**WHAT TO DO:** Carry on the chapter-by-chapter summary of the history of childhood below, starting right after its final sentence.

**SELECTED EXCERPT:**
• • • •

III. Children's Dress

In this chapter, once again largely through art survey, we learn that children used to be dressed in miniature versions of the adult costume of their sex and station. Only around the seventeenth century did distinctive child costumes begin to develop. Interestingly, their features were copied from adult costume that was old-fashioned, low-class, or military. This trend affected little boys much sooner and more strongly than little girls.

IV. A Modest Contribution to the History of Games and Pastimes

This chapter, largely through examination of diaries, shows that children and adults used to play the same games, and played them together. Children gambled for money, and gambled with adults. Adults played leapfrog, with each other and with children. (It also seems adults used to play much more, no doubt largely because of the absence of mass media. There were more festivals and amature theatricals. Entertainment was a cottage industry.)

As time went on, games become segregated by age groups (and by social class), and once again children tended to wind up with the ones that were passé or declassé with adults. This included the telling of fairy tales.

Churchmen and educators of the Middle Ages generally denounced all games, everywhere, period. Fun was bad. Fun was also practiced inexorably with complete indifference to the moralists' opinions and did, in fact, fairly often get out of hand, providing the moralists with some excuse. It looks as if, in some things, we actually have managed to find sensible middle grounds.

V. From Immodesty to Innocence

This is where the shock value really sets in. It appears that sexual language and teasing (including physical) with children was perfectly acceptable in the Middle Ages, in a degree that would unhesitatingly be called sexual child abuse today. It doesn't seem to have been nearly as abusive as such things would be today because of the low emotional temperature of this sexual play; in fact, it was generally done in public. Once again, this is documented from diaries, in particular the diary of Dr. Heroard, physician to the infant Louis XIII (c. 1600). Medieval children lacked nothing in terms of sex education.

Then, wham, they reached adulthood (about age 14) and were instantly under a strict code of sexual conduct – or two or three conflicting codes. Well, given the uninsulated nature of childhood then, they had at least seen it coming.

Once again, is this an ultra-natural Freudian libido-dream or is it no wonder people have always been so screwed up? Or both?

Once again, things change with the Renaissance. In both art and literature, children become an icon of innocence. Artists start depicting Christ blessing the children. Moralists start writing books on how to raise children – a whole new genre – and give particular attention to preserving innocence.

• • • •

**SUPPLIED INFORMATION:**

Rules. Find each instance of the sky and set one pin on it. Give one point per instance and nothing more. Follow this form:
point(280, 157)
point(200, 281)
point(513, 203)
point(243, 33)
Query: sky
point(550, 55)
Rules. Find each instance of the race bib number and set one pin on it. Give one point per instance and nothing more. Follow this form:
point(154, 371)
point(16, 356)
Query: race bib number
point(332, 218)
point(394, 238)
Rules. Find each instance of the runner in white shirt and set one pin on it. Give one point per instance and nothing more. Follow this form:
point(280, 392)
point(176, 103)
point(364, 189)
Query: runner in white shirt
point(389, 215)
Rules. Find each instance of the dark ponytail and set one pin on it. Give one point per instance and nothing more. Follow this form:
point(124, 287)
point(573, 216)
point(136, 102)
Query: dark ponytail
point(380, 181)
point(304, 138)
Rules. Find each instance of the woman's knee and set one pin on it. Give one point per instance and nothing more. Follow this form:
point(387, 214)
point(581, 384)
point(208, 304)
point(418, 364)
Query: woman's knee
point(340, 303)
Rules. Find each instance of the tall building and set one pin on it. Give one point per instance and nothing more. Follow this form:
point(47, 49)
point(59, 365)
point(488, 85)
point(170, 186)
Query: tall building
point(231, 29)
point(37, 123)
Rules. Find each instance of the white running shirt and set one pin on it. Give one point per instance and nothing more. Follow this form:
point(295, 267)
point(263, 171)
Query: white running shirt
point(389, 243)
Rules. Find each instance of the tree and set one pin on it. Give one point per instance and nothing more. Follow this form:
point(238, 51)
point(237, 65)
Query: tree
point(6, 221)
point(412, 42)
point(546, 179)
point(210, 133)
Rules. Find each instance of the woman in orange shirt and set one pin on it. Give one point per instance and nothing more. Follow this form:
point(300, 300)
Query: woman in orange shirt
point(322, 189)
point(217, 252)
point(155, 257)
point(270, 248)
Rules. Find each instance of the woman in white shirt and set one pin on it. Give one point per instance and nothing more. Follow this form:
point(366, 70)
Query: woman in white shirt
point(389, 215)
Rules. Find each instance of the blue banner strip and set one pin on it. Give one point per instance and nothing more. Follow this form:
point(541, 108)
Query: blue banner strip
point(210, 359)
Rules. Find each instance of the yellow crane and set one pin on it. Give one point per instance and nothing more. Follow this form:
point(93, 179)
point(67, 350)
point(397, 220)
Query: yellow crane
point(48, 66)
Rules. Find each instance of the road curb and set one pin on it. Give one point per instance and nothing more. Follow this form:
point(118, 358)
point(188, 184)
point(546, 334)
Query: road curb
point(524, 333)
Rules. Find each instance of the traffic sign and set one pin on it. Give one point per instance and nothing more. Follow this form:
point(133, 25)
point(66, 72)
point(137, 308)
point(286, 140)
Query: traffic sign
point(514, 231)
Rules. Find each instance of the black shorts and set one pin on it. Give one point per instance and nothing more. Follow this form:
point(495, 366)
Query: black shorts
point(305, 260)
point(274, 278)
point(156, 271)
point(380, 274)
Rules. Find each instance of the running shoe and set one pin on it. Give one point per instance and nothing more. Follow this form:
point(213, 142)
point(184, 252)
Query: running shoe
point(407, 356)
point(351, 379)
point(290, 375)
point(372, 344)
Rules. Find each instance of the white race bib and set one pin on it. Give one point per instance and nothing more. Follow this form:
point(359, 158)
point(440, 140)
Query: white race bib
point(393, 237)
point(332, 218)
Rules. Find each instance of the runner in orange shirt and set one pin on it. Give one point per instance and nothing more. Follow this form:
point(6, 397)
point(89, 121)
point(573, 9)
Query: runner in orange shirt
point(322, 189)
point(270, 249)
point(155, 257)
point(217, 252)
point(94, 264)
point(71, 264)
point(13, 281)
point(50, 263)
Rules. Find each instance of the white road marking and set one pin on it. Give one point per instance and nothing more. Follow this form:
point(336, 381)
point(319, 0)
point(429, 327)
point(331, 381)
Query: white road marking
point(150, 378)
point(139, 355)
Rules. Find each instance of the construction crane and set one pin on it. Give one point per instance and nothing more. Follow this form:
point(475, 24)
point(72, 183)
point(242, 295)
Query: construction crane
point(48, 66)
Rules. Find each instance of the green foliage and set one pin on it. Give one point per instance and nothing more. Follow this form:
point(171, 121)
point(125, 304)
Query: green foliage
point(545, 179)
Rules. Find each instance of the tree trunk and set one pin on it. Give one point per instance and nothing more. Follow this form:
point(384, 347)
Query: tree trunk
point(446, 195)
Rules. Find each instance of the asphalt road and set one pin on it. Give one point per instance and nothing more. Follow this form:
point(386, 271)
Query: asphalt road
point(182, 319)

• • • •

**RESPONSE:**
Conclusion: The Two Concepts of Childhood

Ariès notes two different approaches to childhood in the 16th and 17th centuries. The first, replacing the indifference of the Middle Ages, is a "coddling" attitude. It merely extends the perennial attitude toward infants. Children are in vogue as sources of amusement; "cute" is at a high popularity.

The second follows a few decades later and is developed from the top down, not as a grass-roots movement. Moralists and educators pronounce childhood far too important to be merely cute. Child psychology springs up, and children are being targetted for a life of improvement, edification, and discipline, to mold them into rational, responsible people. (There was a lot to be said for being ignored...)

Part Two: Scholastic Life

I. Medieval Scholars Young and Old

It turns out that students were considered old enough to enter universities when they were about ten (and literate in Latin), and started taking courses in whatever subject the masters felt like teaching at a given time, with no gradation of subjects by intrinsic difficulty (though of course natural capacity required that only the elements could be picked up in a given subject at first). Medieval pedagogy relied a lot on repetition, and students simply wandered about through the curriculim, over and over, until perhaps the age of twenty (if funds and interest held out). In short, there was no particular correspondence between age and studies.

Academic masters rented a room for lecture (or used a street corner) and waited for students the way shopkeepers wait for customers. Once the students left, he had no more authority over them than would a shopkeeper. So ten-year-old boys (always boys) were living by themselves in rented rooms. (Or, more likely, a room, shared with several other kids.) A few lived with parents, if the parents lived in the school town. Several lived with clerics or academic masters, on terms similar to apprenticeship.

Rudyard Kipling's Kim would have been very much at home in such a schooling environment – much more so than in the 19th-century-style British boarding school that Kipling had to put him in and then hastily narrated over.

II. A New Institution: The College

This describes the development of our modern schooling from the medieval schools. It grew from the dormitory outward, so to speak. First, "colleges" were residences for students, period (but already showing more care to control the way children mingle with society). Then, the teachers moved in with the students. Then they began segregating the students and subjects according to age.

III. The Origins of the School Class

This chapter studies the ever-finer divisions of schooling, matching subjects to more and more carefully distinguished age groups, until now the class or form a child is in is (or "ought" to be) a near synonym for its age. The class as an academic entity was well realized by the beginning of the 17th century; it did not become a near-homogenous age grouping until the end of the 19th.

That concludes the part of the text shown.